::: Records

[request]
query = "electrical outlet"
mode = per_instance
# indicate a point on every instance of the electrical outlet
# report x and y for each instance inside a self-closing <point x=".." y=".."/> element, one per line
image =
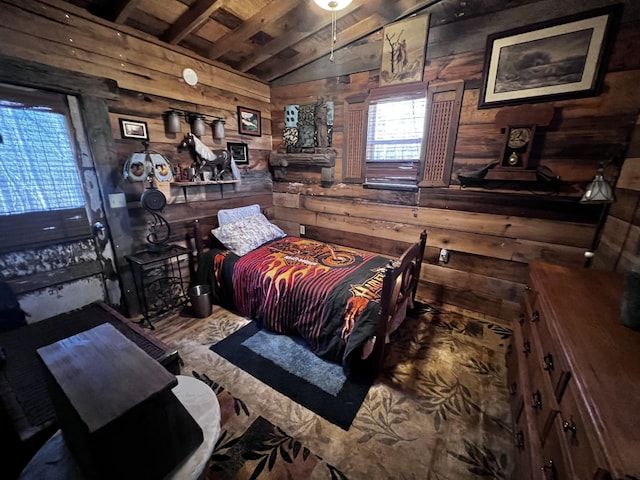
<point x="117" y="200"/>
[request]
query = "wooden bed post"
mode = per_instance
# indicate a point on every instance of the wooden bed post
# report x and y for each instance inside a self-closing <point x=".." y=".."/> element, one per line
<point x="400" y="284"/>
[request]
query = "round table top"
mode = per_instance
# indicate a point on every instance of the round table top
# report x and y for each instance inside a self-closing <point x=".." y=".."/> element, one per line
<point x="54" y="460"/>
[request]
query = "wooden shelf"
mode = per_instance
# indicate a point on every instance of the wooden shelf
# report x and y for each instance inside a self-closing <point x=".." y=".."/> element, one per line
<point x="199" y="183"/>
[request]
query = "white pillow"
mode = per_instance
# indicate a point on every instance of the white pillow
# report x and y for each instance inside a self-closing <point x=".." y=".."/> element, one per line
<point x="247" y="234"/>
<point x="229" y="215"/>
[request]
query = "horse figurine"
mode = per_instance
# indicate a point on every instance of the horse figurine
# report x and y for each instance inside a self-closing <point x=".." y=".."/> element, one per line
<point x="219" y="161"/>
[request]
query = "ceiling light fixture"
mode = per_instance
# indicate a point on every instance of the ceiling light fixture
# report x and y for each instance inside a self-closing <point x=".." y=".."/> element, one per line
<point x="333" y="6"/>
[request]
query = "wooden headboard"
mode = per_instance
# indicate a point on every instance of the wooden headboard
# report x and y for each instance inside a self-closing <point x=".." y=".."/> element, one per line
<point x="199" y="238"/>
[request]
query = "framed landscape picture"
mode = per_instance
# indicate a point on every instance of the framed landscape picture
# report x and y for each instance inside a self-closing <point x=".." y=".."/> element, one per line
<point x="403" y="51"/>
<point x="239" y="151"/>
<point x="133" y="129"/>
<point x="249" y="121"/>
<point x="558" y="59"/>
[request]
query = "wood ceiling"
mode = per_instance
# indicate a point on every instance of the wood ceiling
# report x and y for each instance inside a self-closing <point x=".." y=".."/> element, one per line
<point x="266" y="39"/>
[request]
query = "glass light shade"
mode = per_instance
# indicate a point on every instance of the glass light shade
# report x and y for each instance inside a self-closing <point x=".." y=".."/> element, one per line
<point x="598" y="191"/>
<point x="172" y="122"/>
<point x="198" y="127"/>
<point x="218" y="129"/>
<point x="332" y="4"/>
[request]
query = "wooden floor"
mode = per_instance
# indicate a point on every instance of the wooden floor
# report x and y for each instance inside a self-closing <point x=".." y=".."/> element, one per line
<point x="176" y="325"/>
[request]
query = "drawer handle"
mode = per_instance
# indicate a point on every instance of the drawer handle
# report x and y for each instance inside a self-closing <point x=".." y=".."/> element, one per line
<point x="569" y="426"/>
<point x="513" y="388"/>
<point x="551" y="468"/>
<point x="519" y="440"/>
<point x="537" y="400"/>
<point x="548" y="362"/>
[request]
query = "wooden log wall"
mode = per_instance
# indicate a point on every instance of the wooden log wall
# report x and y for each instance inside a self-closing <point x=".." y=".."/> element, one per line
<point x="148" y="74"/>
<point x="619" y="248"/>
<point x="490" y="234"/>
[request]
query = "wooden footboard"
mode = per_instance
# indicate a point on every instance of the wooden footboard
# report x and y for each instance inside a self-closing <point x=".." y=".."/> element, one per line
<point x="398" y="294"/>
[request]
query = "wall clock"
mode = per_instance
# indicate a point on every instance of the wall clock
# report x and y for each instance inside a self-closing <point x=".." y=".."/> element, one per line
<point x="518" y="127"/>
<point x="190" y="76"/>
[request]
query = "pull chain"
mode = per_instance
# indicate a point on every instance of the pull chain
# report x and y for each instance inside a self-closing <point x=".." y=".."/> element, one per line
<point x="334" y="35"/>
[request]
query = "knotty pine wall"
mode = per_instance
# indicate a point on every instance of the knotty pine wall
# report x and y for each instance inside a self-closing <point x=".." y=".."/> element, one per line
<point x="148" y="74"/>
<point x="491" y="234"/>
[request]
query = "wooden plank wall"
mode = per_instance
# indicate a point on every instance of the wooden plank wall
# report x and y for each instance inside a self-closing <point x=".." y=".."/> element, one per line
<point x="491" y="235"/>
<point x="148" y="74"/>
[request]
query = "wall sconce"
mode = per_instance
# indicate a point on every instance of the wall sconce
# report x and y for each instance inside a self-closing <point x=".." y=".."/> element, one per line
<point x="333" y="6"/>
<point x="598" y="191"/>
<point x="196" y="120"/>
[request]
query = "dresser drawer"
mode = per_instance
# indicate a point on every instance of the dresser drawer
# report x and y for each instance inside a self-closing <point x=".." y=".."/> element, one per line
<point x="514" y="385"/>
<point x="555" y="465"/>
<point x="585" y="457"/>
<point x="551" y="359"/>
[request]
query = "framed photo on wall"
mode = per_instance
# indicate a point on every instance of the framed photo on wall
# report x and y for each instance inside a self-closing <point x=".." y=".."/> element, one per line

::::::

#### [Brief]
Output all of the data exactly. Skip the pictures.

#### [Answer space]
[request]
query = "electrical outlet"
mode = per_instance
# indicate a point on every instance of the electrical outlet
# report x and y for each instance inside a self-closing <point x=".." y=".."/> element, one per line
image =
<point x="117" y="200"/>
[request]
query = "wooden bed post"
mode = per_instance
# indicate a point on every instance of the wooden bed post
# report x and y for each instance inside a self-closing <point x=".." y=".."/> element, one per line
<point x="400" y="284"/>
[request]
query = "round table top"
mode = per_instance
# indicate a point on every instance of the round table top
# report x and y for each instance inside a self-closing <point x=".." y=".."/> element, one per line
<point x="54" y="460"/>
[request]
query = "wooden shelf"
mode = per_instance
# indicate a point on every instance of the wooden shelf
# report x and y for each instance inside a self-closing <point x=".." y=".."/> element, one per line
<point x="199" y="183"/>
[request]
query = "white pillow"
mode = per_instance
# indicate a point on every instance of the white pillow
# report x and y for each instance inside a self-closing <point x=".." y=".."/> element, one per line
<point x="247" y="234"/>
<point x="229" y="215"/>
[request]
query = "horse figurine"
mode = per_instance
# indicate a point on every instance of the horse figurine
# report x and y for each instance inside a self-closing <point x=".." y=".."/> element, one per line
<point x="219" y="161"/>
[request]
query = "ceiling light fixture"
mode = per_instance
# indicate a point on every instance of the ceiling light fixture
# report x and y for each instance inside a self-closing <point x=".." y=".."/> element, one per line
<point x="333" y="6"/>
[request]
query = "wooden headboard"
mode = per_instance
# indicate a point on every instance of the wooden headboard
# report x and y for each instance inside a self-closing <point x=".." y=".."/> element, one per line
<point x="199" y="238"/>
[request]
query = "framed landscape picture"
mode = per_instance
# indicate a point on every instance of the framed landscape picture
# report x and y for each instance inside a self-closing <point x=".." y=".."/> element, one per line
<point x="403" y="51"/>
<point x="239" y="151"/>
<point x="133" y="129"/>
<point x="249" y="121"/>
<point x="558" y="59"/>
[request]
query = "wood ceiling"
mode = per_instance
# indicate a point on every instance of the wood ceiling
# report x and y for each instance inside a self-closing <point x=".." y=".."/> element, one per line
<point x="266" y="39"/>
[request]
query = "glass light shade"
mode = per_instance
# indicate a point on every instance of the glass light shade
# report x and y for each instance inside a self-closing <point x=".." y=".."/> element, one per line
<point x="598" y="191"/>
<point x="172" y="122"/>
<point x="198" y="127"/>
<point x="218" y="129"/>
<point x="332" y="4"/>
[request]
query = "wooden floor"
mode = per_instance
# indicate a point on every instance of the wooden floor
# report x and y for each instance inside a self-closing <point x=".." y=".."/> element, one per line
<point x="176" y="325"/>
[request]
query = "drawer handle"
mode = per_instance
# indicate a point on every instance of the drawer handle
# report x and y for each instance inside a self-closing <point x=".." y=".."/> element, one per line
<point x="569" y="426"/>
<point x="513" y="388"/>
<point x="551" y="468"/>
<point x="519" y="440"/>
<point x="537" y="400"/>
<point x="548" y="362"/>
[request]
query = "wooden log wall"
mode = per_instance
# indicate a point on every instance of the wooden log wall
# report x and y for each instance inside a self-closing <point x=".." y=".."/> element, one per line
<point x="148" y="74"/>
<point x="619" y="248"/>
<point x="490" y="234"/>
[request]
query = "wooden footboard"
mode = per_instance
# indicate a point on every instance of the wooden footboard
# report x and y for each instance inside a self-closing <point x=".." y=".."/> element, one per line
<point x="398" y="294"/>
[request]
query = "wall clock"
mode = per_instance
# indicate a point on every instance of the wall clock
# report x and y for each instance inside a self-closing <point x=".." y=".."/> element, one per line
<point x="518" y="127"/>
<point x="190" y="76"/>
[request]
query = "pull chain"
mode = per_instance
# indicate a point on every instance of the pull chain
# report x and y for each instance inside a self-closing <point x=".." y=".."/> element, one per line
<point x="334" y="35"/>
[request]
query = "knotty pine wall"
mode = per_instance
# indicate a point on every instance of the knotty pine wall
# report x and y for each instance inside a self-closing <point x=".." y=".."/> element, one per line
<point x="148" y="74"/>
<point x="491" y="234"/>
[request]
query = "wooden plank wall"
mode = per_instance
# indicate a point on every instance of the wooden plank wall
# report x and y for each instance inside a self-closing <point x=".." y=".."/> element, one per line
<point x="491" y="235"/>
<point x="148" y="74"/>
[request]
query = "wall sconce"
mode = per_instance
# indicate a point on every instance of the wall sconce
# report x and y for each instance inside a self-closing <point x=".." y=".."/> element, one per line
<point x="333" y="6"/>
<point x="598" y="191"/>
<point x="196" y="120"/>
[request]
query = "dresser drawer"
mode = per_instance
# indicate a point on every instance of the dresser drawer
# report x and y for each instance inside a self-closing <point x=".." y=".."/> element, one per line
<point x="514" y="385"/>
<point x="555" y="465"/>
<point x="585" y="457"/>
<point x="551" y="359"/>
[request]
query = "framed photo on wall"
mode = per_instance
# indicate a point on every instance of the framed photo on wall
# report x and y for each instance inside a self-closing <point x=".." y=".."/> element, one per line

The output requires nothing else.